*STATED TASK A:*
Can you give the part of the listing that opens with the line containing "lawn with a bounding region." and closes with the line containing "[219,365,317,425]" as a JSON list of strings, one per line, with blank lines and the pictures left out?

*TEXT:*
The file containing your `ui.run(port=8080, ...)` command must be named `main.py`.
Code modification triggers an automatic reload.
## Why?
We like [Streamlit](https://streamlit.io/) but find it does [too much magic when it comes to state handling](https://github.com/zauberzeug/nicegui/issues/1#issuecomment-847413651).
In search for an alternative nice library to write simple graphical user interfaces in Python we discovered [JustPy](https://justpy.io/).
While it is too "low-level HTML" for our daily usage, it provides a great basis for NiceGUI.
## Documentation and Examples
The API reference is hosted at [https://nicegui.io](https://nicegui.io).
It is [implemented with NiceGUI itself](https://github.com/zauberzeug/nicegui/blob/main/main.py).
You may also have a look at [examples.py](https://github.com/zauberzeug/nicegui/tree/main/examples.py) for more demonstrations of what you can do with NiceGUI.

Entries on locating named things
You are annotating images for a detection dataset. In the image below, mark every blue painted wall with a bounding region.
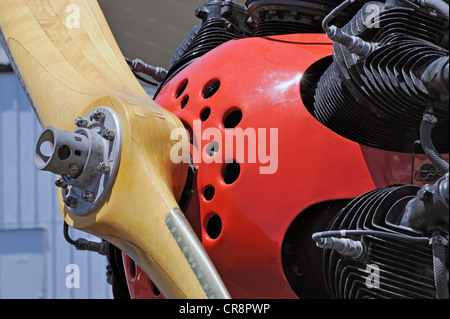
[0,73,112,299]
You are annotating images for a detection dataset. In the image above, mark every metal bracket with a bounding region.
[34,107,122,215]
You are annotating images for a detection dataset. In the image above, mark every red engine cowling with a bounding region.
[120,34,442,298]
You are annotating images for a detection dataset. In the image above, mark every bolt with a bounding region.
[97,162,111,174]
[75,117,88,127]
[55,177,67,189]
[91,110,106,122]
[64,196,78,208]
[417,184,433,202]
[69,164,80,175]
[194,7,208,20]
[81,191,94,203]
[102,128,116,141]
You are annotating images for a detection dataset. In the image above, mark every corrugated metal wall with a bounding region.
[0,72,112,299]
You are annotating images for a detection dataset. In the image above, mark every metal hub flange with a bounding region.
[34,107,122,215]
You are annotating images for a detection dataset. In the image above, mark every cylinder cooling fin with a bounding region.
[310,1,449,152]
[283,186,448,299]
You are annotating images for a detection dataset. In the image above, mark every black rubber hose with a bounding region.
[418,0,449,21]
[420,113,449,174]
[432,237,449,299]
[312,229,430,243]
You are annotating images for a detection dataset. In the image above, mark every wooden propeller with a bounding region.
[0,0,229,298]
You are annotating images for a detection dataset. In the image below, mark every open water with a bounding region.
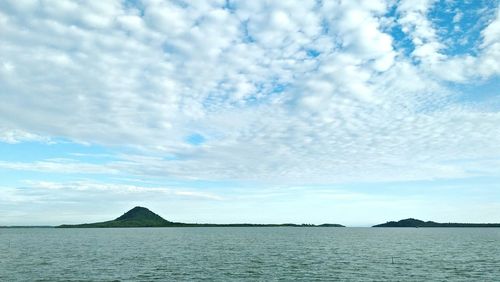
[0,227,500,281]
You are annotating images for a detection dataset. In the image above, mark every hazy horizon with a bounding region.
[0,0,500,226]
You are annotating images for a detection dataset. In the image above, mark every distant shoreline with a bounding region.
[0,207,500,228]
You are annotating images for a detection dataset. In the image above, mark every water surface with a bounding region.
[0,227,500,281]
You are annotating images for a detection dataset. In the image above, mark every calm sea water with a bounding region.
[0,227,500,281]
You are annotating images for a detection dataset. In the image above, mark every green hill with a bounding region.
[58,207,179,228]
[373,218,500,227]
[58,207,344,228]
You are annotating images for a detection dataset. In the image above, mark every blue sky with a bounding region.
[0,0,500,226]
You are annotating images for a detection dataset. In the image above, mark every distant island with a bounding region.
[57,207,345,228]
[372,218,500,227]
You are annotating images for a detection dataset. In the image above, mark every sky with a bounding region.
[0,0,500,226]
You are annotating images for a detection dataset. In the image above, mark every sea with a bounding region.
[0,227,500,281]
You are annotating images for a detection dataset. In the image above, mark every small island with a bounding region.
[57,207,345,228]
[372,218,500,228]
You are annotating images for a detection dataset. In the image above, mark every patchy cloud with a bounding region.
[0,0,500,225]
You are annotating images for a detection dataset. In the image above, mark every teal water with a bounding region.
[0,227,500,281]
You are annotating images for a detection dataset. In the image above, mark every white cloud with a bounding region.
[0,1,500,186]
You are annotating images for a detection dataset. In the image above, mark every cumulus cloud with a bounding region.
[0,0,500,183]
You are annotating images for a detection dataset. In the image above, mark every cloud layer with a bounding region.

* * *

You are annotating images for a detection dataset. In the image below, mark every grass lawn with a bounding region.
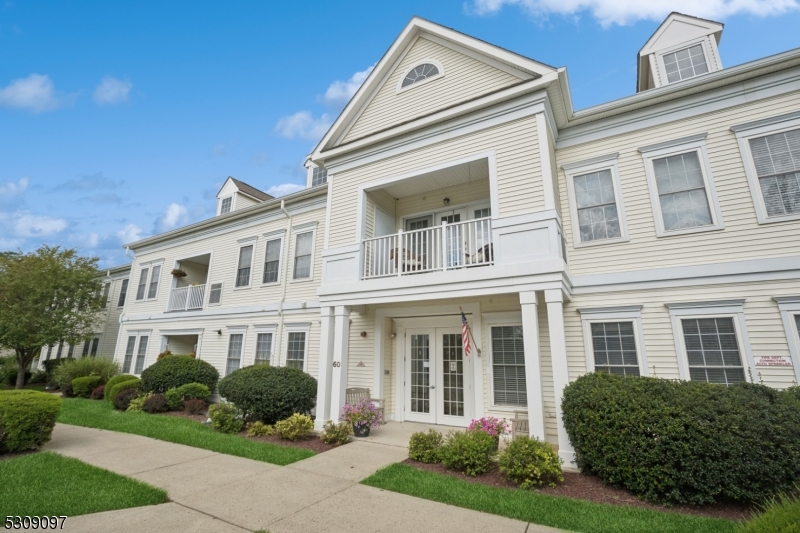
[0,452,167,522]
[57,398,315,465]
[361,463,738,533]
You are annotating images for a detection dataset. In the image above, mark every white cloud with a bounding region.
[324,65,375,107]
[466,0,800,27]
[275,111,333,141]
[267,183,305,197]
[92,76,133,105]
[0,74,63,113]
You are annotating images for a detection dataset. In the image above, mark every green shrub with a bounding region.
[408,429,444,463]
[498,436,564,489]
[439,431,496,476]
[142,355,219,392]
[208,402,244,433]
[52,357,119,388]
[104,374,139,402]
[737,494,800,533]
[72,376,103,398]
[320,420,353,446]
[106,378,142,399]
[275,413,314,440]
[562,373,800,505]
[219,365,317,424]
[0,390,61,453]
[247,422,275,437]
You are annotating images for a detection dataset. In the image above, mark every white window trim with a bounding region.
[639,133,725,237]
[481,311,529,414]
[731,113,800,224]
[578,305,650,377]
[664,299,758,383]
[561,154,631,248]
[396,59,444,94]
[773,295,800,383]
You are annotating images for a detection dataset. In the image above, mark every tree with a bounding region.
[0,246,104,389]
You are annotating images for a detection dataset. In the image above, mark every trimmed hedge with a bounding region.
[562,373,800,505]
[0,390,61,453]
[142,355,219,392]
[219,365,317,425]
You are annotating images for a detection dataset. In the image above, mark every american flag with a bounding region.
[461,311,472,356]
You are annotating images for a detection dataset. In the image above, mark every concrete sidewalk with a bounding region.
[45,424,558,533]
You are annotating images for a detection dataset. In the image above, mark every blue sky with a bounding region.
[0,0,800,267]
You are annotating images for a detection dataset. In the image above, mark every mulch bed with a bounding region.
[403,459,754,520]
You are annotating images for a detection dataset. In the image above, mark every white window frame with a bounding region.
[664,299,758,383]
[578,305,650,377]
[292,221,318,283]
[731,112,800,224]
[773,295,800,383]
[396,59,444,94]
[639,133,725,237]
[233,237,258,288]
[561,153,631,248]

*STATED TASK B:*
How would the NiceGUI text go on from the point where it stops?

*FINAL RESULT A:*
[
  "You are annotating images for a detection dataset. In the image below, mark every grass lawn with a bounding region.",
  "[0,452,167,522]",
  "[57,398,315,465]",
  "[361,463,738,533]",
  "You are annotating images for a detection dataset. In the image above, mark every white cloud with a bounding region.",
  "[324,65,375,107]",
  "[466,0,800,27]",
  "[275,111,333,141]",
  "[267,183,305,197]",
  "[92,76,133,105]",
  "[0,74,63,113]",
  "You are annotating images for a detection dataset. In the image above, mark every green shrub with a bounding region.",
  "[408,429,444,463]",
  "[498,436,564,489]",
  "[439,431,496,476]",
  "[142,355,219,392]",
  "[208,402,244,433]",
  "[52,357,119,388]",
  "[104,374,139,402]",
  "[737,494,800,533]",
  "[72,376,103,398]",
  "[320,420,353,446]",
  "[106,378,142,399]",
  "[275,413,314,440]",
  "[562,373,800,505]",
  "[219,365,317,424]",
  "[0,390,61,453]",
  "[247,422,275,437]",
  "You are annotating images for a detection dataset. In the image above, mark every white window trim with a bounding region.",
  "[639,133,725,237]",
  "[481,311,529,414]",
  "[731,113,800,224]",
  "[578,305,650,377]",
  "[664,299,758,383]",
  "[561,154,631,248]",
  "[396,59,444,94]",
  "[773,295,800,383]",
  "You are annotating images for a detection dataset. In the image above, mark every tree with a bounding region.",
  "[0,246,104,389]",
  "You are annotating images for a detection dataset. In the image above, mark every trimmed hedge with a bounding region.",
  "[562,373,800,505]",
  "[0,390,61,453]",
  "[142,355,219,392]",
  "[219,365,317,425]"
]

*FINAL RESULT B:*
## Abstraction
NiceGUI is based on [JustPy](https://justpy.io/) which is based on the ASGI framework [Starlette](https://www.starlette.io/) and the ASGI webserver [Uvicorn](https://www.uvicorn.org/).
## Deployment
To deploy your NiceGUI app, you will need to execute your `main.py` (or whichever file contains your `ui.run(...)`) on your server infrastructure.
You can either install the [NiceGUI python package via pip](https://pypi.org/project/nicegui/) on the server or use our [pre-built Docker image](https://hub.docker.com/r/zauberzeug/nicegui) which contains all necessary dependencies.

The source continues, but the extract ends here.